• **WHAT NEEDS TO BE DONE**: Below are some records; print every one of them exactly.

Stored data
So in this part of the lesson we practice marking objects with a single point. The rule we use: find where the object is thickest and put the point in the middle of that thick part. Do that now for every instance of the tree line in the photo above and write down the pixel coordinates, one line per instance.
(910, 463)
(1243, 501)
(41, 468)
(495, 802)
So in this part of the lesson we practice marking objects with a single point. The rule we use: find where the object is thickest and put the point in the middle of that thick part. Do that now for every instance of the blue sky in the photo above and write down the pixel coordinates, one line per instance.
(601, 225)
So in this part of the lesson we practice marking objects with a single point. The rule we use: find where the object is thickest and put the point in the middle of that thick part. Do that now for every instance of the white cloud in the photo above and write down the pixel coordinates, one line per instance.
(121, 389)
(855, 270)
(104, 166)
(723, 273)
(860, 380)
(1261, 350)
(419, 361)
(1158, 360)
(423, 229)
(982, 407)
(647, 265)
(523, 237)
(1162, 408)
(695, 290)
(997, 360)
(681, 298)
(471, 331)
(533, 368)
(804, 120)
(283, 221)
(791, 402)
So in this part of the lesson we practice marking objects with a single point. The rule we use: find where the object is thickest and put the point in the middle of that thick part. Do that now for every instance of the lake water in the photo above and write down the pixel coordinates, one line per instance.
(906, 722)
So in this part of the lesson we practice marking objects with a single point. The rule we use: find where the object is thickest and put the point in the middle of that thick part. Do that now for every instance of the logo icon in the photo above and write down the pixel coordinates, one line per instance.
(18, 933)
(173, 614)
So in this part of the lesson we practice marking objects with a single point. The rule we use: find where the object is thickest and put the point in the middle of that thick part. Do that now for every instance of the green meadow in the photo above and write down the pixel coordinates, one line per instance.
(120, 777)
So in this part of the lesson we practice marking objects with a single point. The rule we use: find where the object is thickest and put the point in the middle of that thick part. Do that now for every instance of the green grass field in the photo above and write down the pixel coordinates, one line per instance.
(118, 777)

• **TASK OUTPUT**:
So in this part of the lesson we practice marking objects with a single point. The rule we use: find where the object is thickest and put the point in the middle of that thick part. Do that now for every instance of the tree line in the photo above and write down the pixel coordinates, one line per instance.
(910, 463)
(1243, 501)
(41, 468)
(495, 802)
So in this part of the lesson we practice marking objects with a single point. The rule we use: find where the object is thickest and put the point in the middle of that thick part. Do that now for every instance of the blue sky in the photo above and write down the pixel coordinates, one line per instance.
(601, 225)
So in this part of the lesson we practice marking objects with a single point. The rule we use: find where the object is thickest and put the point in the middle of that thick part. Do that now for every instance of the white cloud in the photo above and write down the pixel coordinates, one line per instance.
(121, 389)
(855, 270)
(104, 166)
(723, 273)
(860, 380)
(1261, 350)
(419, 361)
(1158, 360)
(423, 229)
(982, 407)
(647, 265)
(523, 237)
(1162, 408)
(695, 290)
(997, 360)
(681, 298)
(471, 331)
(533, 368)
(804, 120)
(283, 221)
(791, 402)
So in this part of the lesson we practice marking objects with a single point. The rule we use: find where the object is thickest and put the point in the middle of that thick part. Do that now for every instance of the lake water in the photo above and write down the pixel coordinates, one line per instance.
(906, 722)
So in this part of the lesson we practice marking objects with a single point. The rule we use: find where the object is thickest and put the point in the middle of that thick part. Do that now for every instance of the logo icon in the photo above and write down the pixel coordinates, one line per instance.
(18, 933)
(173, 614)
So in this part of the lesson we practice marking objects with a single point. The rule we use: find where the object is thickest and put the point in the middle of that thick part. Do that now for every instance of the green meadow in the photo above and write down the pixel coordinates, one line per instance.
(120, 777)
So in this part of the lesson we practice marking objects with a single point. The rule we use: find where the object is thickest and put the point in the middle of that thick part. Do that now for every instance of the green grass field in the photo above and write down the pixel coordinates, one line per instance.
(118, 777)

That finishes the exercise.